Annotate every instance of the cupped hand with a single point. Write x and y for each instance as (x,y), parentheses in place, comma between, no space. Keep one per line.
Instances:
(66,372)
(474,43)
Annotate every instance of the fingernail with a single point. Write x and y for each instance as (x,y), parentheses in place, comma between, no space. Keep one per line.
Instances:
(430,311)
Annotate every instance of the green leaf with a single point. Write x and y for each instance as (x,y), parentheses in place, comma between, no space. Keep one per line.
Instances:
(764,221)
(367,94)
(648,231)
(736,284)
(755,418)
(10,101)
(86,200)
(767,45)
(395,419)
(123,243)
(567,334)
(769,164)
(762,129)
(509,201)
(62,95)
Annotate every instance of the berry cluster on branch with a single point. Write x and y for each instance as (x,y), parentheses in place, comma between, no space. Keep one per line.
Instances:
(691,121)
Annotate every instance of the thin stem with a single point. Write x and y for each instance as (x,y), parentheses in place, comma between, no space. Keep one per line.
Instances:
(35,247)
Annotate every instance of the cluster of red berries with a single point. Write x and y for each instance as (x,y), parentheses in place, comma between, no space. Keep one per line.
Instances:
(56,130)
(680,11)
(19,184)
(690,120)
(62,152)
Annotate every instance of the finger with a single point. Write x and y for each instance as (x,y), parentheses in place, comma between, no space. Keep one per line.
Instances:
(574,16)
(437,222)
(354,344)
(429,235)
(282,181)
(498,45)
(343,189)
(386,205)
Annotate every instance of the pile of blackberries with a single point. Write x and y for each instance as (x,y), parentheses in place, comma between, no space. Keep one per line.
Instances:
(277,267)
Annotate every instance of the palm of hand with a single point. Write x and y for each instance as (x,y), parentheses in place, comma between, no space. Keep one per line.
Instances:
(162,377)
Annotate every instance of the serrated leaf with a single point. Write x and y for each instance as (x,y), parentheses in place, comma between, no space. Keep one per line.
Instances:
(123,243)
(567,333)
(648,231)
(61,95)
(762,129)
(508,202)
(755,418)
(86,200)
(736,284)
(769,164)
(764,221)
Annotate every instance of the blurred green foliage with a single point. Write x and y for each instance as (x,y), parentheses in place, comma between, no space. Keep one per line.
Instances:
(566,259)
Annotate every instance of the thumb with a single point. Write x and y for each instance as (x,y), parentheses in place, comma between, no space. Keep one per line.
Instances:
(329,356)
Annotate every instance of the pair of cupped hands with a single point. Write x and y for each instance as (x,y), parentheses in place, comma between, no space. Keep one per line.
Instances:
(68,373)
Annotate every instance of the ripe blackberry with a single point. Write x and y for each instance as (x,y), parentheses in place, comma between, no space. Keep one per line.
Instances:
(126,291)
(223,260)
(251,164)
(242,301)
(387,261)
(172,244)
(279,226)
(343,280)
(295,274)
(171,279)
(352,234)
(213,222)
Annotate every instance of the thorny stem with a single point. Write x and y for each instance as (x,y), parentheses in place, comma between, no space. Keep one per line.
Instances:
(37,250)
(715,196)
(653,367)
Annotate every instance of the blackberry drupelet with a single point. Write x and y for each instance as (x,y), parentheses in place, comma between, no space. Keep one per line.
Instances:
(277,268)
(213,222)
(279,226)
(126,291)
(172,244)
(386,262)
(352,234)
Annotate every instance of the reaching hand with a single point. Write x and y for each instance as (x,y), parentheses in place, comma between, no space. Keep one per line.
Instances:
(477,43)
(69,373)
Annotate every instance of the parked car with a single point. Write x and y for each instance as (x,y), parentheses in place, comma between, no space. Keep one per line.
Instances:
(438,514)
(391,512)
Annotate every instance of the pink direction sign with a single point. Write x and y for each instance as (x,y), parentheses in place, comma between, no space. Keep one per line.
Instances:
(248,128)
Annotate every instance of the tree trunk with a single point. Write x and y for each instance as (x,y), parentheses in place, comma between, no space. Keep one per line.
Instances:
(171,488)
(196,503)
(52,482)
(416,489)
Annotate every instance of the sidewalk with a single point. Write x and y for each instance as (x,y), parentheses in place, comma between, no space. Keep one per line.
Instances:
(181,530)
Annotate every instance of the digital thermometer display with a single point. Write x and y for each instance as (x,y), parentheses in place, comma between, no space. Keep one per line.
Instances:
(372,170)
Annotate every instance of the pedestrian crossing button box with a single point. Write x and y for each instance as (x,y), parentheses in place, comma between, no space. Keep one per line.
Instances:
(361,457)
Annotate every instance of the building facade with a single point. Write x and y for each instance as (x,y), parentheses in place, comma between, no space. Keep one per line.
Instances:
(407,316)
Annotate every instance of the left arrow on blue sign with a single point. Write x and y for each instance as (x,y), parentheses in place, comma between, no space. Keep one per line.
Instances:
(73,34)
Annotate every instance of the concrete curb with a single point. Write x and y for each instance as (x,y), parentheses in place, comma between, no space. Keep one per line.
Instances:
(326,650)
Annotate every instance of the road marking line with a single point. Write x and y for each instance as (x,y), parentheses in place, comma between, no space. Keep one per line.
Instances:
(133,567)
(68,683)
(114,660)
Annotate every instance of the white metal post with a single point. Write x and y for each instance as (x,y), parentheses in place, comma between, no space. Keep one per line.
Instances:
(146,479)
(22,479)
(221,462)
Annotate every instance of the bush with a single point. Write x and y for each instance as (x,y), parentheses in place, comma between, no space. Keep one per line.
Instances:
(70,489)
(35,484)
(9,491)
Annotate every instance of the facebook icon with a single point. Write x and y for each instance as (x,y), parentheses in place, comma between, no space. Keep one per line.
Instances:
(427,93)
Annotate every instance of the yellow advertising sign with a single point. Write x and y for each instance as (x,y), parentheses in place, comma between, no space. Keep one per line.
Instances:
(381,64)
* * *
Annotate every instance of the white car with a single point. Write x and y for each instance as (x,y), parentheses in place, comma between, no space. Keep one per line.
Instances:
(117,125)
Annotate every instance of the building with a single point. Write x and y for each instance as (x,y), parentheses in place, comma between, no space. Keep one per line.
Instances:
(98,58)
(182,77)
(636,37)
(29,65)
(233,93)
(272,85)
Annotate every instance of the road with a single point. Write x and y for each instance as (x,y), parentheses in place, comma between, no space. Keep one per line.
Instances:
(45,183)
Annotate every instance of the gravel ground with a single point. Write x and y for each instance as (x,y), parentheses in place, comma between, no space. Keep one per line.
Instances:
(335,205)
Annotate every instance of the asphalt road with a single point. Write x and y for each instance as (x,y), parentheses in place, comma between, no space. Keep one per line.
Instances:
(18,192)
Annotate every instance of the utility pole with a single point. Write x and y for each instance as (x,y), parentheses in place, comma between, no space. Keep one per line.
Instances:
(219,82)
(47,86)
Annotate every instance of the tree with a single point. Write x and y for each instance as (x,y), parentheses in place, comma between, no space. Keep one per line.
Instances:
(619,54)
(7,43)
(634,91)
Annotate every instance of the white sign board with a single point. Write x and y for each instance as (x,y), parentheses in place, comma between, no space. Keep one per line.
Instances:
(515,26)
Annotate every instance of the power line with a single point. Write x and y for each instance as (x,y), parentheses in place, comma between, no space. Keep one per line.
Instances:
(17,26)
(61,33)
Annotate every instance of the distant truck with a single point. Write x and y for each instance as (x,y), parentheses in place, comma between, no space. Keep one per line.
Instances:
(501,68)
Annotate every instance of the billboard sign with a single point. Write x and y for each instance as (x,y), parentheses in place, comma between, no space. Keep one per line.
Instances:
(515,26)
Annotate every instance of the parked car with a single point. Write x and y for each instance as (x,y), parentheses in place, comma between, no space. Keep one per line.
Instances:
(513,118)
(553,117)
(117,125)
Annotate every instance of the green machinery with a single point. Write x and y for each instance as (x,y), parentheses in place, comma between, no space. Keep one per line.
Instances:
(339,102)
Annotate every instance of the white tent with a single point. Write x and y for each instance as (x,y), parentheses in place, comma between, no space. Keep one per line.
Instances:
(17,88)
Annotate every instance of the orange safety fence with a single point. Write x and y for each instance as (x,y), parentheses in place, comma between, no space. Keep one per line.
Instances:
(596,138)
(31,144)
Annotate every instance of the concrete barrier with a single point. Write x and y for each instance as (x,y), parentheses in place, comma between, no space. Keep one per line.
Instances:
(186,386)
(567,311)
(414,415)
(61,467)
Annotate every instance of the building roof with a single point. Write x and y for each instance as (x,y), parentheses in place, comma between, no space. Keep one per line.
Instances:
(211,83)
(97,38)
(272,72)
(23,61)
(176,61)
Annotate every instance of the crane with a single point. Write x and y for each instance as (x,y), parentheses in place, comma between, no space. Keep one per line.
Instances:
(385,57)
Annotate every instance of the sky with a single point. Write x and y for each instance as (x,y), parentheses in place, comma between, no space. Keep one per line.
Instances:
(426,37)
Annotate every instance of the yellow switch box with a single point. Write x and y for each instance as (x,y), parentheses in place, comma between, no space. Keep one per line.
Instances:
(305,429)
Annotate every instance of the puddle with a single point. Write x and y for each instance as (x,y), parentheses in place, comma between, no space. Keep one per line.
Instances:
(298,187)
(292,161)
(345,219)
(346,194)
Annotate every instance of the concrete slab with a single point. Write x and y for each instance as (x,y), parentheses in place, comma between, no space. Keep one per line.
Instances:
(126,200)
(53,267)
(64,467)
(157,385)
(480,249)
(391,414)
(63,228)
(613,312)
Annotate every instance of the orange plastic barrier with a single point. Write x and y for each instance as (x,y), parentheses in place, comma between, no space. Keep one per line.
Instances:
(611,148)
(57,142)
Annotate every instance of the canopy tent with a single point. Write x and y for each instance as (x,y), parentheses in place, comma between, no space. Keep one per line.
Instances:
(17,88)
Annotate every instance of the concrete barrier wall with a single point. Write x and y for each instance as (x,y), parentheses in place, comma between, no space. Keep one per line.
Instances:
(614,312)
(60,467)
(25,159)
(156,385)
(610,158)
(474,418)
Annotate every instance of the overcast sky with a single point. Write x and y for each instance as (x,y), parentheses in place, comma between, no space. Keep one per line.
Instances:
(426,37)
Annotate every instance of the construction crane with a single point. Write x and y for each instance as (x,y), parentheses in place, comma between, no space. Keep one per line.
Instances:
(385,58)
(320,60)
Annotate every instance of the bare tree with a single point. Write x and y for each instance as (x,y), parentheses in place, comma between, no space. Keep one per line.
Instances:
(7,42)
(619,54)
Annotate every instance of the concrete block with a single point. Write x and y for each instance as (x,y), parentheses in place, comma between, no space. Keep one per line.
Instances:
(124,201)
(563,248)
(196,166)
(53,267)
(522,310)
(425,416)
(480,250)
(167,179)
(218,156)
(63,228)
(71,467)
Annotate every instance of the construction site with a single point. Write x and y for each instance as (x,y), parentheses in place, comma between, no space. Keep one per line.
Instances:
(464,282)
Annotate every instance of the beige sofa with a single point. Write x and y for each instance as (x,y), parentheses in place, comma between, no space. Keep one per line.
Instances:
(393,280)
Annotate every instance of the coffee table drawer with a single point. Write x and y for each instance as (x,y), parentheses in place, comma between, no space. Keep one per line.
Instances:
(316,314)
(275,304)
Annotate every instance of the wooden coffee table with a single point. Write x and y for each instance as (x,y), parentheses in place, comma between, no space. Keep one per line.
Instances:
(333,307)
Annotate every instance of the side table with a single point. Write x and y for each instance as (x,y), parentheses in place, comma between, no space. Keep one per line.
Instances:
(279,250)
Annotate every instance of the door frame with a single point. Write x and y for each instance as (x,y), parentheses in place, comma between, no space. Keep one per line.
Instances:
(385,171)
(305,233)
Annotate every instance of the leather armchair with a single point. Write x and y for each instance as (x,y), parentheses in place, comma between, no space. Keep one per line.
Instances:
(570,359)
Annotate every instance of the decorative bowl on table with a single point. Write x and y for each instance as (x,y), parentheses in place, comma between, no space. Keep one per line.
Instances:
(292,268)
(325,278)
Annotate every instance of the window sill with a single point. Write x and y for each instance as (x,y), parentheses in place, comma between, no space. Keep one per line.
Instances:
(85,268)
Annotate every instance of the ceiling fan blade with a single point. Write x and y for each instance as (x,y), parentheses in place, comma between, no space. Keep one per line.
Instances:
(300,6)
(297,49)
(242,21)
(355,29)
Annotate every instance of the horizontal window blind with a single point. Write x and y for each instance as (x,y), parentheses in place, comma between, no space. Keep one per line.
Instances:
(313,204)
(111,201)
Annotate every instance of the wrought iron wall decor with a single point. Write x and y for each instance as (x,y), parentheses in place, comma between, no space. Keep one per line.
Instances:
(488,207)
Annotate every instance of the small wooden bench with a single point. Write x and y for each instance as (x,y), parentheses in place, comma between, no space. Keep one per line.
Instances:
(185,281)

_WHAT IS REQUIRED:_ Return every line above that contains the string "thumb", copied in full. Matching is case-sensitive.

_EXERCISE OUTPUT:_
Annotate every instance of the thumb with a single point. Write x and y for each instance as (x,y), parentheses in place, comma between, no space. Keep one per line.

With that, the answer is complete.